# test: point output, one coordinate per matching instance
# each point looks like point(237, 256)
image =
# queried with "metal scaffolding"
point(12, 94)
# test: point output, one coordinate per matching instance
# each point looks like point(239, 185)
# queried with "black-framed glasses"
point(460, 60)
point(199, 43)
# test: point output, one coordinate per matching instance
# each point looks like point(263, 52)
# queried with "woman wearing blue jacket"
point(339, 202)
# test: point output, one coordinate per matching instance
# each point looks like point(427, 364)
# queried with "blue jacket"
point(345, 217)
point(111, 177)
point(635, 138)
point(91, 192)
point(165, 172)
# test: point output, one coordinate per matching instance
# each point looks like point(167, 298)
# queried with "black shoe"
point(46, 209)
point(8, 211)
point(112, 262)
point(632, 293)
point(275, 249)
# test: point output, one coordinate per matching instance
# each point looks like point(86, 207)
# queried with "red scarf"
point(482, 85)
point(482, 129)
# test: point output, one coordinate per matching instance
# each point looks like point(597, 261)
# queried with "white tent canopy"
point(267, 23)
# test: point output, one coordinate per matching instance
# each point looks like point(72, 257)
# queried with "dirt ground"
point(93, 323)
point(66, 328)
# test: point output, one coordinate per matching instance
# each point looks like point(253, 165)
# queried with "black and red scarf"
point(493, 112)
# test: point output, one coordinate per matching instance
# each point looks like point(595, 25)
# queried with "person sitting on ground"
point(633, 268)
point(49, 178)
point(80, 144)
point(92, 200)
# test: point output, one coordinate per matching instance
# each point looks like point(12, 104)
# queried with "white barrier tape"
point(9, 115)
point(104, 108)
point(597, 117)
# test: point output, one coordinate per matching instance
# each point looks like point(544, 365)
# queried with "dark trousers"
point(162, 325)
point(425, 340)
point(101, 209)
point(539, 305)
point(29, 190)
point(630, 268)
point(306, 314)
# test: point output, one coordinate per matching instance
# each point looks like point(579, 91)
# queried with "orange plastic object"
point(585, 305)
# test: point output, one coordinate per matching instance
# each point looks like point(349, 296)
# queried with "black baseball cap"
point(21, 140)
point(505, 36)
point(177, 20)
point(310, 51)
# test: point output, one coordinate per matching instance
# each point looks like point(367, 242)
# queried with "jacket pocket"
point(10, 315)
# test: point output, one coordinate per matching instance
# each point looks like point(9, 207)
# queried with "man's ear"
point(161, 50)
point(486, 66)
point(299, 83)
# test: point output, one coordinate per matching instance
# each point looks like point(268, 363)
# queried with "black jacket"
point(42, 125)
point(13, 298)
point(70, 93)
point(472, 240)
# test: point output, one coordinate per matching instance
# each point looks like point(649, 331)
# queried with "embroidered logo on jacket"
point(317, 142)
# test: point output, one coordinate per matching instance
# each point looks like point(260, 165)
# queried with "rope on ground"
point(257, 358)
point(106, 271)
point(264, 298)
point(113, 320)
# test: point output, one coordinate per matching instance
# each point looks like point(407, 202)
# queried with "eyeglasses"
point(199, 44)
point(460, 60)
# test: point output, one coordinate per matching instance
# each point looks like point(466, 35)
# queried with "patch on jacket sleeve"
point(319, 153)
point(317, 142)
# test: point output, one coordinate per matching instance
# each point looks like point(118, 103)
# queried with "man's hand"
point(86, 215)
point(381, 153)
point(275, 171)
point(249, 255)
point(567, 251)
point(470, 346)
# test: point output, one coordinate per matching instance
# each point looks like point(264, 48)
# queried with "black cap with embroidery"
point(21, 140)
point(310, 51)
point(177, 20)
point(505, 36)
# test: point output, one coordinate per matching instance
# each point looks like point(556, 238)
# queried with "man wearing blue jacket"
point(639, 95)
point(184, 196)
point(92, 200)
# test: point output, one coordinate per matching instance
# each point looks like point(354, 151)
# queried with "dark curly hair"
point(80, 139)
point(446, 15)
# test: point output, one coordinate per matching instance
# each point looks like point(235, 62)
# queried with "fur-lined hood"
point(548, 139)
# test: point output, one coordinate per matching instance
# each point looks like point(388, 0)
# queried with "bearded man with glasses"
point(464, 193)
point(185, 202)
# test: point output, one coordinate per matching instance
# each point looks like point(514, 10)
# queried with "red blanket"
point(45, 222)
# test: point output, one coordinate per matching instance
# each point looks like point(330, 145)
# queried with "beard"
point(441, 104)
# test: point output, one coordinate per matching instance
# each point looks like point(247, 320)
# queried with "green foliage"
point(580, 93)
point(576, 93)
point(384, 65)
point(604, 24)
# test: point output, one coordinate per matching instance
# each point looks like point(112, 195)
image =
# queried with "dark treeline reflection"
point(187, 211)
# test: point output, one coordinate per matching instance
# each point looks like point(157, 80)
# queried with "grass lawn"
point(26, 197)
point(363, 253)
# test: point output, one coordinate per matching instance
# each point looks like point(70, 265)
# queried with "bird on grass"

◆ Objective: Please set out every line of the rows above as a numbered list, leaving out any blank lines.

◆ Reply:
1. # test: point output, one coordinate per matching instance
2. # each point looks like point(237, 256)
3. image =
4. # queried with "metal scaffolding"
5. point(12, 94)
6. # test: point output, one coordinate per matching instance
7. # each point looks like point(239, 185)
8. # queried with "black-framed glasses"
9. point(460, 60)
10. point(199, 43)
11. # test: point output, one coordinate per matching instance
12. # each point looks like point(263, 52)
13. # queried with "woman wearing blue jacket"
14. point(339, 202)
15. # test: point output, one coordinate per matching instance
16. # each point looks like point(427, 364)
17. # queried with "blue jacket"
18. point(345, 217)
19. point(111, 177)
20. point(635, 138)
21. point(91, 192)
22. point(165, 172)
23. # test: point output, one coordinate per matching instance
24. # each point looks like point(167, 298)
25. # queried with "black shoe"
26. point(46, 209)
27. point(8, 211)
28. point(112, 262)
29. point(632, 293)
30. point(275, 249)
31. # test: point output, one coordinate per matching instance
32. # each point looks like point(86, 207)
33. # queried with "red scarf"
34. point(482, 85)
35. point(482, 129)
36. # test: point output, one coordinate per matching instance
37. # each point looks like point(597, 261)
38. # queried with "white tent canopy"
39. point(267, 23)
40. # test: point output, one coordinate per matching instance
41. # each point looks like point(72, 257)
42. # queried with "dirt ground"
43. point(93, 323)
44. point(66, 328)
45. # test: point output, one coordinate per matching instance
46. # each point looks like point(253, 165)
47. # queried with "black and red scarf"
48. point(493, 112)
49. # test: point output, one coordinate per matching instance
50. # each point looks like point(595, 25)
51. # queried with "person sitting on ground"
52. point(633, 268)
53. point(49, 178)
54. point(80, 144)
55. point(92, 200)
56. # test: point output, one coordinate per matching instance
57. # each point looks like point(12, 104)
58. # queried with "white barrier tape"
59. point(9, 115)
60. point(104, 108)
61. point(597, 117)
62. # test: point output, one coordinate per matching instance
63. # each point looks like point(544, 365)
64. # queried with "dark trousers"
65. point(162, 325)
66. point(425, 340)
67. point(101, 209)
68. point(539, 305)
69. point(29, 190)
70. point(630, 268)
71. point(306, 314)
72. # test: point output, one coordinate per matching instance
73. # each point looks like point(579, 91)
74. # queried with "orange plastic object"
75. point(585, 305)
76. # test: point output, one coordinate per matching instance
77. # each point looks like point(349, 296)
78. # queried with "black baseball cap"
79. point(21, 140)
80. point(505, 36)
81. point(177, 20)
82. point(310, 51)
83. # test: point output, one coordinate per matching instance
84. # each point looks like point(367, 242)
85. # queried with "jacket pocket"
86. point(10, 315)
87. # test: point output, one coordinate per matching instance
88. # each point looks like point(9, 207)
89. # queried with "man's ear"
90. point(161, 50)
91. point(486, 66)
92. point(299, 83)
93. # test: point output, one coordinate per matching instance
94. # each point looks like point(268, 363)
95. # queried with "black jacket"
96. point(42, 125)
97. point(13, 298)
98. point(70, 93)
99. point(472, 240)
100. # test: point output, one coordinate per matching instance
101. # each point looks like point(649, 331)
102. # queried with "embroidered logo on jacket"
103. point(317, 142)
104. # test: point output, one coordinate per matching instance
105. # each point looks like point(260, 165)
106. # queried with "rope on ground"
107. point(257, 358)
108. point(106, 271)
109. point(264, 298)
110. point(113, 320)
111. # test: point output, one coordinate per matching instance
112. # each point looks like point(407, 202)
113. # queried with "eyeglasses"
114. point(199, 44)
115. point(460, 60)
116. # test: point output, one coordinate per matching instance
117. # each point looks like point(466, 35)
118. # queried with "patch on jacket sleeve"
119. point(319, 153)
120. point(317, 142)
121. # test: point output, one coordinate per matching instance
122. # each point looks like point(118, 103)
123. # queried with "man's hand"
124. point(86, 215)
125. point(381, 153)
126. point(275, 171)
127. point(249, 255)
128. point(567, 251)
129. point(470, 346)
130. # test: point output, one coordinate per matching instance
131. # each point looks like point(264, 48)
132. # queried with "black cap with embroidery"
133. point(21, 140)
134. point(310, 51)
135. point(177, 20)
136. point(505, 36)
137. # test: point output, one coordinate per matching instance
138. # each point looks like point(556, 238)
139. # queried with "man wearing blue jacket"
140. point(639, 95)
141. point(184, 196)
142. point(92, 200)
143. # test: point output, one coordinate per matching instance
144. # each point looks like point(354, 151)
145. # queried with "dark curly hair"
146. point(80, 139)
147. point(446, 15)
148. # test: point output, one coordinate per matching instance
149. # each point looks like point(235, 62)
150. # queried with "fur-lined hood"
151. point(548, 139)
152. # test: point output, one coordinate per matching instance
153. # each point looks like point(388, 0)
154. # queried with "bearded man with glasses"
155. point(464, 193)
156. point(185, 202)
157. # test: point output, one coordinate per matching instance
158. # each point looks like point(514, 10)
159. # queried with "red blanket"
160. point(45, 222)
161. # test: point output, one coordinate per matching instance
162. # each point looks like point(330, 145)
163. # queried with "beard"
164. point(441, 104)
165. # test: point output, one coordinate per matching instance
166. # each point looks like point(247, 320)
167. # queried with "green foliage"
168. point(580, 93)
169. point(576, 93)
170. point(384, 65)
171. point(604, 24)
172. # test: point output, one coordinate per matching instance
173. # each point looks like point(112, 195)
174. image =
175. # queried with "dark treeline reflection"
176. point(187, 211)
177. # test: point output, one coordinate per matching instance
178. # each point looks like point(157, 80)
179. # queried with "grass lawn"
180. point(26, 197)
181. point(363, 253)
182. # test: point output, one coordinate per matching instance
183. # each point looks like point(70, 265)
184. # queried with "bird on grass"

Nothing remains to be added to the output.